What this exercise asks:
(A) In the article on the Legionella scare, reproduce word for word the stretch from "Three Dead in" through "in its tracks.".
(B) Put this sentence from the Legionella article into Spanish: "At the very least, test all of your potable water sources quarterly to see if legionella bacteria are present."

Page extract START

Oct 26, 2018 3 min read

What Can We Learn from This Latest Legionella Scare?

Updated: Nov 16, 2018

 Outbreaks of Legionella Plague the Country of Italy

Outbreaks of Legionella Plague the Country of Italy


Being of Italian descent, I am always interested in happenings are handled in Italy. I wonder how my distant cousins are managing celebrations, world news reports and their own national crisis.


As someone who works in the water industry and helps to educate building owners and individuals about ways to keep structures safe and protected against Legionella Pneumophila, or Legionnaires’ Disease, I was scouring each and every news report I found on the latest Legionella scare in Italy. Headlines such as:


Three Dead in Legionella Outbreak Near Milan


Legionella Bacteria Confirmed in Pneumonia Patients in Northern Italy




Legionella Epidemic in Italy Kills Third Victim as 24 Battle Disease


kept me reading and reading all the while looking for similarities on how we handle this type of panic in the United States. I couldn’t help but wonder, how my distant cousins might be handling this environmental scare. Over 400 people in Brescia suffered symptoms of pneumonia in recent weeks, and 42 cases of pneumonia were confirmed to have been caused by legionella. Would Italians given into a sad American way, where it is known we as a society sue at the drop of a hat? I truly hoped Italians would instead band together to find the cause and work to halt the spread of the bacterium in its tracks.


I was greatly disappointed when I read the most recent news article out of Italy: “prosecutors have opened an investigation to determine culpability for the outbreak”. Well of course they have, I thought. I can picture my pasta loving cousins searching for anyone near Brescia who might have a slight cough and handing them the business card of a commercial staring lawyer nearby. The realities are the same here as they are in Italy. Someone is always looking to place blame, and maybe while they are at it, monetarily benefit from a tragedy.


It has, and will continue to be, the part of my job that I love the most: educating others on how easily Legionnaires’ Disease can be prevented. Just plan ahead. Our government, though much behind our European predecessors in this domain, has begun to issue mandates that require facilities and buildings to protect their patients, customers and employees from this grave disease. It is simple. Take the time to gather a team of your colleagues and develop a water management plan that protects and reduces risk, illness, and of course helps to manage your liability. If you are unaware of how to develop a plan, visit the CDC toolkit: get started and also speak with professionals in the water management field who know how to develop defensible plans. Be proactive. At the very least, test all of your potable water sources quarterly to see if legionella bacteria are present. Lastly, know what to do when and if Legionella is detected in your facility and arm your staff with procedures to keep all customers, patients and employees protected.


Of all I have learned about appreciating family, making a delicious pasta sauce, and playing Bocce Ball from the Italians that have come before me, I now know that they too, deal with environmental tragedy similar to how we in America do today.

Page extract END
Supplied records START

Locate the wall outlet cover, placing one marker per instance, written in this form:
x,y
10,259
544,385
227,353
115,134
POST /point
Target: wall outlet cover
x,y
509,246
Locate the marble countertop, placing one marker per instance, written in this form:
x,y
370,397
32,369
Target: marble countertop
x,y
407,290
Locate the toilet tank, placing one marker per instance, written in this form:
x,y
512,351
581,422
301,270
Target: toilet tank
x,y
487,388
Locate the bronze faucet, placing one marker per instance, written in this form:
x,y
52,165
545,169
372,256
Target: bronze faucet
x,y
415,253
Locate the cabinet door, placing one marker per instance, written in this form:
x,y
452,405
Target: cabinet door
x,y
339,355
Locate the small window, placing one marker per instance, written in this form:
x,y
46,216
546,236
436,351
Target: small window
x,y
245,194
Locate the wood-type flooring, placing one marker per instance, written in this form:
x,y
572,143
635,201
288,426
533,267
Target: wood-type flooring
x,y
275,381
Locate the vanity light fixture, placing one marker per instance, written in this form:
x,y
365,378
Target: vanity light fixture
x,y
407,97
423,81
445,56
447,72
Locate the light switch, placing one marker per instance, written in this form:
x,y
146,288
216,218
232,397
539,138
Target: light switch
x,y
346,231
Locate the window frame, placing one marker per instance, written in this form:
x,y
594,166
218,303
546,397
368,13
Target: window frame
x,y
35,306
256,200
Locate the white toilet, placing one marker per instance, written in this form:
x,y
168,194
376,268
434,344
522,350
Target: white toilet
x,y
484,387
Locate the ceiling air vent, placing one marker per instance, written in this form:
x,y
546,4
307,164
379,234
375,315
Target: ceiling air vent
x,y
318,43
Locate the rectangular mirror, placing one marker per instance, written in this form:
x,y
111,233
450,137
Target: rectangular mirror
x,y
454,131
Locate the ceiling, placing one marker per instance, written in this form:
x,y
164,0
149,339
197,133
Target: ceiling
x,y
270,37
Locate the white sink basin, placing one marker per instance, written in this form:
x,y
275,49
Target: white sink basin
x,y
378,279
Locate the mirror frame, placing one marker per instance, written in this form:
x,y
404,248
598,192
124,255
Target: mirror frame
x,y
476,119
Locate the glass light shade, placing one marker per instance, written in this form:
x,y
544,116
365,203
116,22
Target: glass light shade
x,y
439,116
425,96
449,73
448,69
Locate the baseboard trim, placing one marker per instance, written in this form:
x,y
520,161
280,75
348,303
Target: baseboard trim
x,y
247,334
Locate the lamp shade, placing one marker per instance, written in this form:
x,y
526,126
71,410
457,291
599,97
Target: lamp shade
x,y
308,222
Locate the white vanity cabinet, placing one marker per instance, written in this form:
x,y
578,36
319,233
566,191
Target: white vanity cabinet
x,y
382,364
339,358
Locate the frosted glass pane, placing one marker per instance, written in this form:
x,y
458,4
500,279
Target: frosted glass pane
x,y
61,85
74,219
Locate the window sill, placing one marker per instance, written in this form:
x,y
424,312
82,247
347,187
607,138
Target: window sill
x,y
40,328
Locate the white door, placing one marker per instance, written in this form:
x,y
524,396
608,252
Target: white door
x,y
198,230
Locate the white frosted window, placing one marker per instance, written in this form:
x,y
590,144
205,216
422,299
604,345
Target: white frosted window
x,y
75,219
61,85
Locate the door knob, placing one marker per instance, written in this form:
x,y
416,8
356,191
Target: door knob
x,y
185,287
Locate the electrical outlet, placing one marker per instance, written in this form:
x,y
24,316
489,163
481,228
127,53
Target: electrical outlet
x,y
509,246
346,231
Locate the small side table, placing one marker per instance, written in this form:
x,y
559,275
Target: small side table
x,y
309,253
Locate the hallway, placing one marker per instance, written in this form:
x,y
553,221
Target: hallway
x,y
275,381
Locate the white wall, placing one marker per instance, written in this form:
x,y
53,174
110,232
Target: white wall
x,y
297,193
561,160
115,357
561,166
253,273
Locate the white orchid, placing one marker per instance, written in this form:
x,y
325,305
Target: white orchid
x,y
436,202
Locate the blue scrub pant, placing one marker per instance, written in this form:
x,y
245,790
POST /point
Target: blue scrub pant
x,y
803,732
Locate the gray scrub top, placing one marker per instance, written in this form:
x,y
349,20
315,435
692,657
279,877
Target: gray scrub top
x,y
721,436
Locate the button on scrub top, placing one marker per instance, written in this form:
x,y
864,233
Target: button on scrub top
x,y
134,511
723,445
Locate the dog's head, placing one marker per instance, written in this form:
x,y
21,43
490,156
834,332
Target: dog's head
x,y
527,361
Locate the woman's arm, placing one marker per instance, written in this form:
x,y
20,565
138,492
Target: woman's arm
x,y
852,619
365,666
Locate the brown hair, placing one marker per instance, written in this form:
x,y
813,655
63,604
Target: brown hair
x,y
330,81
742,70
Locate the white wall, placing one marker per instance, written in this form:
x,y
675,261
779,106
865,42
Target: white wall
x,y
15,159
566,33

Supplied records END

Answers to this exercise:
(A)
Three Dead in Legionella Outbreak Near Milan


Legionella Bacteria Confirmed in Pneumonia Patients in Northern Italy




Legionella Epidemic in Italy Kills Third Victim as 24 Battle Disease


kept me reading and reading all the while looking for similarities on how we handle this type of panic in the United States. I couldn’t help but wonder, how my distant cousins might be handling this environmental scare. Over 400 people in Brescia suffered symptoms of pneumonia in recent weeks, and 42 cases of pneumonia were confirmed to have been caused by legionella. Would Italians given into a sad American way, where it is known we as a society sue at the drop of a hat? I truly hoped Italians would instead band together to find the cause and work to halt the spread of the bacterium in its tracks.

(B) Como mínimo, analice todas sus fuentes de agua potable cada trimestre para ver si hay bacterias de legionela.